Stated exercise 1:
In the PostgreSQL 9.4 thread, what does jeltz say the discussion was almost entirely about?

Source document:
···

PostgreSQL 9.4 – What I was hoping for

silvestrov · on Feb 15, 2014

I'd rather have a solid codebase that's easy to maintain and has no quick hacks. Better take the time to do it correctly than having features that sometimes doesn't work.

PostgreSQL didn't become PostgreSQL by doing it the MySQL way.

redstripe · on Feb 15, 2014

But the crappy codebases already exist outside of postgres anytime people have to roll their own upsert implementation.

The fact that it's hard is exactly why it should be in the database.

cookiecaper · on Feb 15, 2014

I don't think there's any contention at this point that it's a useful feature to have in the database. There just seems to be some disagreement on the finer points of the implementation. It'll get worked out, and Postgres will make it through another release with or without upsert.

jeltz · on Feb 15, 2014

Indeed, I followed the discussion and it was almost entirely about which implementation would best handle concurrency concerns.

craigkerstiens · on Feb 15, 2014

I'm definitely not advocating for rushing features in just for the sake of it, much of the reason for these missing was not due to poor implementations of them which is what makes it unfortunate.

···

Records for the exercise:

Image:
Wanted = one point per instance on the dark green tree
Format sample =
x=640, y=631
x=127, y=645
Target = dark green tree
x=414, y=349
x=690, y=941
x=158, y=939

···

Stated exercise 2:
Reproduce every line of the listing above, unchanged.

Correct result 1:
Which implementation would best handle concurrency concerns.

Correct result 2:
Image:
Wanted = one point per instance on the dark green tree
Format sample =
x=640, y=631
x=127, y=645
Target = dark green tree
x=414, y=349
x=690, y=941
x=158, y=939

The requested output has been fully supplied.